9:54 AM, 9th December 2011, About 13 years ago

This article illustrates one of the problems businesses have in this new internet world today where it is so easy for anyone to be a publisher.

Back in the old days (not so long ago really, but they seem a lifetime ago) it was only the press you had to worry about.

Now it is facebook, blogs, twitter and all the rest of the onilne publishing paraphenalia which disgruntled customers can use to promote their complaints and version of events.

It is a big problem and there is no easy way around it. Particuarly where you are dealing with students who are very internet savvy. Suggestions could include being very careful about the claims that are made in the first place and only claiming where the evidence is good.

When claims are made, doing this in a sympathetic way so as not to antagonise people unnecessairly, and being willing to come to an arrangement will probably help.

With a problem such as this, generally suing people for libel or slander is often the worst thing to do as it tends to put you on trial and make the whole thing more widely known.

Going on a charm offensive wtih your other customers is I suppose one way to go.

As a last resort there is always changing the business' name - does anyone remember Windscale?

Ben Reeve-Lewis

10:20 AM, 9th December 2011, About 13 years ago

This conundrum goes beyond housing Mark. Look at the whole Ryan Giggs/twitter fiasco from earlier this year. Social media puts us in a wholly different world to standard print media. This is certainly a questionable downside.

Speaking as one of those people to whom disgruntled tenants go to complain but is not lost on me that many complaints often to hold any legal substance. Speaking as a tenant I hate my agents who I find arrogant, unhelpful and expensive but I have to admit they haven’t done anything wrong.

○ ○ ○ ○

Carry on the comment thread about customers airing complaints online, picking up right after its final sentence.

_Supplied material:_
○ ○ ○ ○

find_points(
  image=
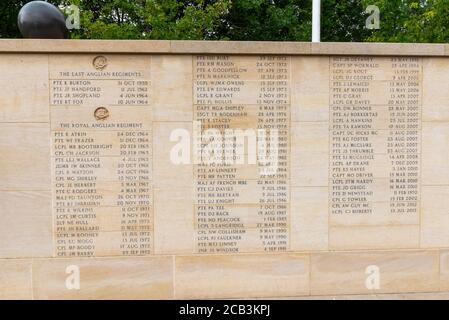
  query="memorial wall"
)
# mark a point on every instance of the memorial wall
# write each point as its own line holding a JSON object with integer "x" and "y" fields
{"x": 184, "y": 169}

○ ○ ○ ○

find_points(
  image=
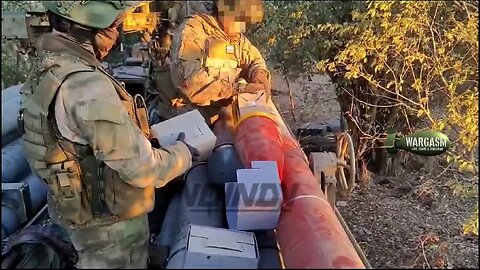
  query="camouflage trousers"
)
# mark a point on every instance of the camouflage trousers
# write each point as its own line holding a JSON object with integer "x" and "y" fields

○ ○ ○ ○

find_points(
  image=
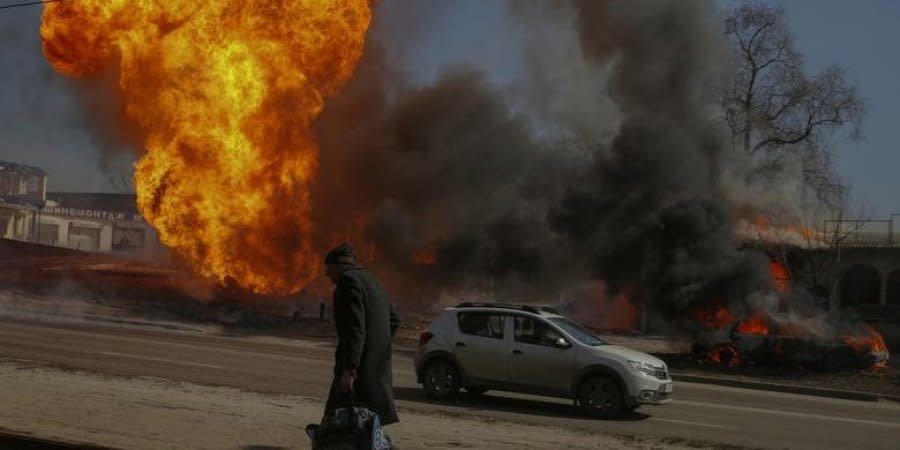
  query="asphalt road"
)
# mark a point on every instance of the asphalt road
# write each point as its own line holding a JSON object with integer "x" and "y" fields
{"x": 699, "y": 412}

○ ○ ○ ○

_Exercise answer:_
I hope I don’t sound patronising to tenants when I say many complainants can’t tell the difference between personal beefs and malpractice and it is stupidly easy to start a hate campaign supported by a handful of similarly affected tenants and their friends and families. From the other side, Suzy Butler, the infamous ‘Landlord in a tent’ headline from last year did exactly that to her tenant with a Facebook page that was ruthlessly defended by her friends when legally she was entirely in the wrong in her behaviour towards her tenant, supported by a very ill advised television programme which was on course to be criminally prosecuted if GMTV hadn’t closed down at the same time..

On this basis I wonder how the popular website Rate or Hate your landlord operates. I don’t go on there because I fear it will just be like a day at work for me and I don’t post there because I wonder if I would be unfairly besmirching people.

Despite landlords shouting at me all day long that I am naïve and stupid in believing my tenant’s lies, after 21 years at this I take every single complaint with a pinch of salt until I have evidence to back it up. Even if a black eye is sitting in front of me I wait to see if the evidence stacks up that it is the landlord who has done it.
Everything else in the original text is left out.